» **Data provided**:
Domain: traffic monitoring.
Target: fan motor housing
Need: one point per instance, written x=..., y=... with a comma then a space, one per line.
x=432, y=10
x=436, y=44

» **Work to be completed**: Retype the data in full and match it exactly.

» **Problem solution**:
Domain: traffic monitoring.
Target: fan motor housing
Need: one point per instance, written x=..., y=... with a comma then a space, one per line.
x=432, y=10
x=436, y=44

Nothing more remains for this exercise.